▶ **Point annotation dataset entries**
....
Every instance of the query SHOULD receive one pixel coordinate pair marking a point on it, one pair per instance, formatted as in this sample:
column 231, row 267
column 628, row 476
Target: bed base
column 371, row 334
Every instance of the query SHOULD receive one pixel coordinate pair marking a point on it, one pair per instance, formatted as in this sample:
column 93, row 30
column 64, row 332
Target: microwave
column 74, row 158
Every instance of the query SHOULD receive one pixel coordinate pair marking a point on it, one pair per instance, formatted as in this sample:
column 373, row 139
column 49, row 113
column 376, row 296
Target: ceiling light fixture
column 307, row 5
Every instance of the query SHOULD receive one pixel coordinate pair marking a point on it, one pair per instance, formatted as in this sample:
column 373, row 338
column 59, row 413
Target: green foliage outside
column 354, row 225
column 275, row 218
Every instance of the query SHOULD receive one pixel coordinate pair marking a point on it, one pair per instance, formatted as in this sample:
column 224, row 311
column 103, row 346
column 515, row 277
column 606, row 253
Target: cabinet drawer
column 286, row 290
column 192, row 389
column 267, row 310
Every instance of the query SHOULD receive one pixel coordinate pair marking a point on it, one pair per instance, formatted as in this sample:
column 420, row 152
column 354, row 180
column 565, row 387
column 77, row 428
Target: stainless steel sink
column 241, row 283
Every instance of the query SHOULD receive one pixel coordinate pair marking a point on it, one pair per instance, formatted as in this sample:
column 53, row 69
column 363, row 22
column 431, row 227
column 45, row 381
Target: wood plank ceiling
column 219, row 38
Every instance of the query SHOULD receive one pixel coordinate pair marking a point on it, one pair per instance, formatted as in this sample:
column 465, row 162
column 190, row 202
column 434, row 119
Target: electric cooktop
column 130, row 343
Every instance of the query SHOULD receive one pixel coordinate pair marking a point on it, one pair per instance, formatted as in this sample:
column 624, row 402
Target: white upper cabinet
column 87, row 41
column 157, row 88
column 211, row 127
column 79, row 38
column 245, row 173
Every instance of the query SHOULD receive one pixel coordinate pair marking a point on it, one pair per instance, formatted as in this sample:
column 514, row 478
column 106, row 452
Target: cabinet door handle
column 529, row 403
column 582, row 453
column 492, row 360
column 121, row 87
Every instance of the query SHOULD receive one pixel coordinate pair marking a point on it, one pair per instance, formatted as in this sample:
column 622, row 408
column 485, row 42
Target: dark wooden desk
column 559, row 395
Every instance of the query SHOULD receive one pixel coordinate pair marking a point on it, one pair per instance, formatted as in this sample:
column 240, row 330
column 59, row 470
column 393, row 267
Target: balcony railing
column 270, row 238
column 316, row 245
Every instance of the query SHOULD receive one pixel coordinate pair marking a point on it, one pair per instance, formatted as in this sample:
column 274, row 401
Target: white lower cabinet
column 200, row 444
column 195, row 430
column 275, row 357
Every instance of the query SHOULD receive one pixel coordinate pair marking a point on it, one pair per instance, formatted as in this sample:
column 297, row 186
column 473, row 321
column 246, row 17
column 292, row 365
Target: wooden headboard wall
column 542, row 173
....
▶ **Directions for this task**
Transcribe the entries verbatim. Start at the first line and continue through the line containing "column 241, row 283", including that line.

▶ **Solution below**
Every instance of the query SHOULD receive one pixel coordinate pair marking a point on it, one pair per instance, formatted as in this sample:
column 231, row 267
column 628, row 476
Target: bed base
column 371, row 334
Every instance of the query SHOULD receive one pixel coordinate pair marking a point on it, one pair per instance, formatted as in this sample:
column 93, row 30
column 64, row 332
Target: microwave
column 74, row 158
Every instance of the query SHOULD receive one pixel coordinate pair marking a point on it, one pair per instance, formatted as in this sample:
column 373, row 139
column 49, row 113
column 376, row 296
Target: ceiling light fixture
column 307, row 5
Every instance of the query SHOULD receive one pixel coordinate pair marking a point on it, one pair per instance, formatted as in this sample:
column 373, row 338
column 59, row 413
Target: green foliage outside
column 354, row 225
column 275, row 218
Every instance of the query SHOULD receive one pixel coordinate pair marking a point on it, one pair per instance, formatted as in this sample:
column 224, row 311
column 103, row 346
column 515, row 277
column 606, row 253
Target: cabinet drawer
column 286, row 290
column 192, row 389
column 267, row 310
Every instance of the query SHOULD receive one pixel coordinate pair marking a point on it, one pair per instance, formatted as in this sample:
column 420, row 152
column 354, row 180
column 565, row 387
column 77, row 428
Target: stainless steel sink
column 241, row 283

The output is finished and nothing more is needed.